* Tugas 1
Hitung jumlah baris dalam catatan yang memuat kata "array", lalu tuliskan angkanya saja.

* Teks Sumber

* * * * * * *

Wilayah Patani dahulunya adalah kerajaan Semi-Independent Melayu yang merupakan bagian kerajaan Siam dari Sukhothai dan Ayutthaya. Setelah Ayuthaya runtuh tahun 1767 Patani
memperoleh kemerdekaan yang penuh, namun kemudian di bawah Raja Rama menjadi bagian dari Thailand lagi. Di tahun 1909, terjadi anexsasi oleh Kerajaan Siam sebagai bagian dari suatu perjanjian pembagian wilayah dengan pihak Kerajaan Inggris. Wilayah kekuasaan seperti Yala dan Narathiwat pada mulanya bagian dari Patani, tetapi batal dipersatukan dan menjadi provinsi tersendiri. Semenjak periode tersebut kemunculan pemberontakan anti Siam mengawali kehadirannya, dan dalam beberapa kejadian perseteruan adakalanya mengakibatkan kekerasan[13].

* * * * * * *

* Cuplikan Catatan
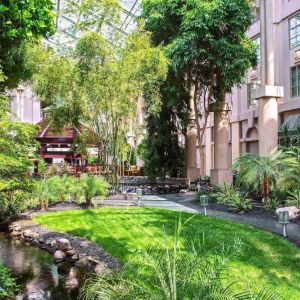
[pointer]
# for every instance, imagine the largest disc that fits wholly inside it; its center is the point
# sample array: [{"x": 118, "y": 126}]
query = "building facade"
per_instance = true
[{"x": 270, "y": 96}]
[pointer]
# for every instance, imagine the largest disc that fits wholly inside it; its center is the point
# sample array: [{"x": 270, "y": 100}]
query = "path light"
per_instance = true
[
  {"x": 139, "y": 193},
  {"x": 284, "y": 220},
  {"x": 204, "y": 202},
  {"x": 198, "y": 186}
]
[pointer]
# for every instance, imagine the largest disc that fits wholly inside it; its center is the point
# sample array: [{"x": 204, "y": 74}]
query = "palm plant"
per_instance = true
[
  {"x": 190, "y": 267},
  {"x": 261, "y": 172},
  {"x": 93, "y": 186}
]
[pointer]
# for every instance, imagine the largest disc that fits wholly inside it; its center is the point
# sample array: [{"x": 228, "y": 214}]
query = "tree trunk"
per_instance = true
[{"x": 265, "y": 190}]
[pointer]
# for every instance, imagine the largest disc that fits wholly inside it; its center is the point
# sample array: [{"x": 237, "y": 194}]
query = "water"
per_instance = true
[{"x": 36, "y": 273}]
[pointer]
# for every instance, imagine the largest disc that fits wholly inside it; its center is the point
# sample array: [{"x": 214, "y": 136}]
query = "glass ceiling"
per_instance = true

* * * * * * *

* Tugas 2
Tolong jawab pertanyaan berikut berdasarkan teks tentang Patani di atas.
(a) Pada tahun berapa Ayutthaya runtuh?
(b) Dengan kerajaan mana Kerajaan Siam membuat perjanjian pembagian wilayah pada tahun 1909?
(c) Wilayah mana saja yang semula bagian dari Patani, tetapi kemudian menjadi provinsi tersendiri?

* Jawaban Tertulis 1
6

* Jawaban Tertulis 2
(a) 1767
(b) Kerajaan Inggris
(c) Yala dan Narathiwat